Repeat the material in full. Keep every line exactly as it is.

(Coordinate annotation entries)
----------

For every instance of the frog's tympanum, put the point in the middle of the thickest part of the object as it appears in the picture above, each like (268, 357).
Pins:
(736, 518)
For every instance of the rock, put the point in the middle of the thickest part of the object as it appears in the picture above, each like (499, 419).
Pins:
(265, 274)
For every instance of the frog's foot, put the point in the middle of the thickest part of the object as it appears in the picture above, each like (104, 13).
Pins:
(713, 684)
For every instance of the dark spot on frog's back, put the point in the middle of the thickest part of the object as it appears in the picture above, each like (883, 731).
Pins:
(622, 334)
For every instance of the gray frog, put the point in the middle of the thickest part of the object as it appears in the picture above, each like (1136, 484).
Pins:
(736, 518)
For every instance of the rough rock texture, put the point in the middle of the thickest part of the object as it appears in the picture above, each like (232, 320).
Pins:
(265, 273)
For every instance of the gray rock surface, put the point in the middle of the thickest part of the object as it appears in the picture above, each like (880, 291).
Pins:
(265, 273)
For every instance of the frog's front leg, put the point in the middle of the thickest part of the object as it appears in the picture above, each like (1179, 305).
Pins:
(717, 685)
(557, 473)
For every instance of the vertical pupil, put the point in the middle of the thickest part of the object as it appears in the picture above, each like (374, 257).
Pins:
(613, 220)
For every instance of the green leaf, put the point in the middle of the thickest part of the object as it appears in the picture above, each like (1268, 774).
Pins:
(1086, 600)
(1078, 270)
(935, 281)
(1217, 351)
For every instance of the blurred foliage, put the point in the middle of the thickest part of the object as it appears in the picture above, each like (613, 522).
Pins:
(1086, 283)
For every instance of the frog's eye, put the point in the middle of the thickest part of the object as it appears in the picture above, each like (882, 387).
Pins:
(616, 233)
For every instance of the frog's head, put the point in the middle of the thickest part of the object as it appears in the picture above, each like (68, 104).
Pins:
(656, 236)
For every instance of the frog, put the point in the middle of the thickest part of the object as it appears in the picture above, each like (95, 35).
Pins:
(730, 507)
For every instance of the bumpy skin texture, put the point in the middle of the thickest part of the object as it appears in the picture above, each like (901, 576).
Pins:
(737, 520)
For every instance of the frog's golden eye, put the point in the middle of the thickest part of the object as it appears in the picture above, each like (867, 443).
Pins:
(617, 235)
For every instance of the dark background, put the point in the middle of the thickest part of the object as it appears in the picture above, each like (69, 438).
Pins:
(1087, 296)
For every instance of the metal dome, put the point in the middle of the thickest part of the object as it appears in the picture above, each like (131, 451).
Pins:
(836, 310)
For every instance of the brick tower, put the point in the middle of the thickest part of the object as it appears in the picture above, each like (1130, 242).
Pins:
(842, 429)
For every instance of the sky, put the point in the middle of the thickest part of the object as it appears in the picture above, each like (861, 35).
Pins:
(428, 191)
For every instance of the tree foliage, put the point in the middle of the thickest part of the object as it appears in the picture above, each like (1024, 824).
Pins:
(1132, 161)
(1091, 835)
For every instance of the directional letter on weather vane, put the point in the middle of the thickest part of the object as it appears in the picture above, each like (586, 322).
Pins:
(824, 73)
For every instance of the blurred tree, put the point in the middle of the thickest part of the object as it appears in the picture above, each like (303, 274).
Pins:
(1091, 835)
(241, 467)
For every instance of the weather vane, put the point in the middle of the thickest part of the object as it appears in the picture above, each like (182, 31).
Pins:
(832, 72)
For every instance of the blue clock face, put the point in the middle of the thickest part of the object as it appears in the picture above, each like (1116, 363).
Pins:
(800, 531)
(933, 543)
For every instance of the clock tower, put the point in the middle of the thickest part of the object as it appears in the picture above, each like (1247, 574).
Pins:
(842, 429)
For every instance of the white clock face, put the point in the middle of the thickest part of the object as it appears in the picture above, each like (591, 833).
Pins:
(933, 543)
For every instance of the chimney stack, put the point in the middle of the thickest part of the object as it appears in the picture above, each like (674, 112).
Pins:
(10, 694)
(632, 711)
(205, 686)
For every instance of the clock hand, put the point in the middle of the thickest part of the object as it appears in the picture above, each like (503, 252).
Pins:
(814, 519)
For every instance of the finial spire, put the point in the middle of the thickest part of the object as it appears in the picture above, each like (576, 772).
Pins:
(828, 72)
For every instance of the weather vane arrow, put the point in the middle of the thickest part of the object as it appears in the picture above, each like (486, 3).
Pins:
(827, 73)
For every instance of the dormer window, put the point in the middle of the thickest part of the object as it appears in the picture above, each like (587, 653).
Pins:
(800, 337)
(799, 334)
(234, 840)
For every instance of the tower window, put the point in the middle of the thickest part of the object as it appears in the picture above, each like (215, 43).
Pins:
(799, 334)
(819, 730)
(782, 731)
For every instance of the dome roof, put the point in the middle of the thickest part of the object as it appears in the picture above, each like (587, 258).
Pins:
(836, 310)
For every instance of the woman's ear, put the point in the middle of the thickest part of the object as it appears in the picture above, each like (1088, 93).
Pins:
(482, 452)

----------

ANSWER TO THE TASK
For every instance of the frog's tympanum, put the point in the middle of the thickest part of the object as it appears in the picture above, each like (268, 357).
Pins:
(736, 518)
For every instance of the rock, put the point in the middle of the thickest part of the object as it appears in the picture above, each like (499, 419).
Pins:
(265, 274)
For every instance of the frog's foot, put the point in the middle of the thickest part of the object as it appears in the picture above, each like (104, 13).
Pins:
(713, 684)
For every instance of the dark spot on frog's back, put the point in the middle of the thickest part of the object as it appears in the picture above, each like (883, 731).
Pins:
(622, 334)
For every instance of the gray frog, put the point in the middle of the thickest part of the object as it appears in the picture above, each like (1136, 484).
Pins:
(736, 518)
For every instance of the rough rock texture, put the point in the middle of the thickest part of the object as it appears in the picture above, each like (232, 320).
Pins:
(265, 273)
For every instance of the gray rock surface, put the point in the middle of the thickest part of the object as it appears in the picture above, each like (880, 291).
Pins:
(265, 273)
For every instance of the frog's front leg, put the point in the middle of the thickest part of the object as it appears in the picture above, each like (1179, 305).
Pins:
(717, 685)
(557, 473)
For every instance of the vertical pupil, put the point in the middle of the thickest part of the object as it appears in the picture above, each like (374, 257).
Pins:
(613, 220)
For every instance of the green leaf, put the point in the middle of the thickest part of the object as it appears in the picture above, each like (1268, 774).
Pins:
(1086, 600)
(1078, 270)
(935, 281)
(1217, 351)
For every instance of the blurred foliage, put the point in the middle of the thickest part of the object as it appears in the picture above, each like (613, 522).
Pins:
(1086, 283)
For every instance of the frog's eye, put the point in the middle of the thickest part of the object as it appears in the picture above, each like (882, 387).
Pins:
(616, 233)
For every instance of the frog's head, put the point in the middle of the thickest part of the object as it appears in the picture above, each like (68, 104).
Pins:
(656, 236)
For every instance of the frog, put the point in the middle of the thickest part of the object as it appears in the picture above, each like (95, 35).
Pins:
(730, 507)
For every instance of the bumpy skin texture, put the point in the middle of the thickest part of the object as it appears in the picture above, each like (901, 576).
Pins:
(737, 520)
For every instance of the frog's golden eye, put the point in the middle of the thickest part of the object as it appears in the picture above, each like (867, 443).
Pins:
(617, 235)
For every instance of the dark background, put the point in the middle of the thickest part of the object as it appears in the picture above, each like (69, 438).
Pins:
(1087, 296)
For every instance of the metal dome, put the point in the middle of the thickest part of the object as it appears in the picture above, each like (131, 451).
Pins:
(836, 310)
For every instance of the brick tower, put the point in the middle of the thickest part of the object as it appears in the picture above, each like (1130, 242).
Pins:
(842, 429)
For every instance of the sky, put the point in the middle of the thickest part of the object as it appears in the picture above, each like (861, 35).
Pins:
(428, 191)
For every instance of the tree foliage, put the point in the middle of the thickest part of the object as it appears in the picture above, each like (1024, 824).
Pins:
(1132, 161)
(1091, 835)
For every instance of the directional letter on weather vane, put the point in the middle of the thickest part of the object as it appears in the picture above, each like (586, 322).
Pins:
(824, 73)
For every instance of the blurred tree, put the point in the middle of the thickest part of the object as it appears in the picture above, each like (303, 274).
Pins:
(1091, 835)
(241, 467)
For every instance of the weather vane, put the point in the middle of the thickest part of the object as it appears in the picture above, each like (182, 31).
Pins:
(832, 72)
For every instance of the blue clock face, put the point in the middle of the thickest part of the object as it appears in the picture above, each like (1116, 363).
Pins:
(800, 531)
(933, 543)
For every instance of the clock tower, put the point in the middle of the thickest part of the object as it appears in the picture above, each like (1247, 574).
Pins:
(842, 429)
For every instance of the white clock face, put the point in the middle of the thickest part of the object as it appears in the picture above, each like (591, 833).
Pins:
(933, 543)
For every instance of the chimney stack, put the point in the middle of the thickest part of the object as it appears in the picture above, each like (674, 112).
Pins:
(10, 694)
(632, 711)
(205, 686)
For every instance of the clock hand, put the point in the middle of the thickest part of the object as it appears in the picture above, each like (503, 252).
Pins:
(814, 519)
For every instance of the finial spire, put the point in the middle of the thickest part of the object as it appears in the picture above, each like (576, 772).
Pins:
(828, 72)
For every instance of the weather vane arrow, put the point in the middle of the thickest part of the object as it appears in the picture above, each like (486, 3).
Pins:
(827, 73)
For every instance of the dormer window, put the point in the middle of the thickest part of the object as it appears in the picture above, each like (587, 653).
Pins:
(800, 337)
(799, 334)
(234, 840)
For every instance of the tower window, put the point in the middle of the thickest part of the object as it appears in the picture above, each like (215, 43).
Pins:
(799, 334)
(819, 730)
(782, 731)
For every instance of the dome roof, put the point in the middle of the thickest part of the object as it appears in the picture above, each like (587, 258).
Pins:
(836, 310)
For every instance of the woman's ear, put the point in the middle of the thickest part of the object as it appears in the picture above, each like (1088, 93).
Pins:
(482, 452)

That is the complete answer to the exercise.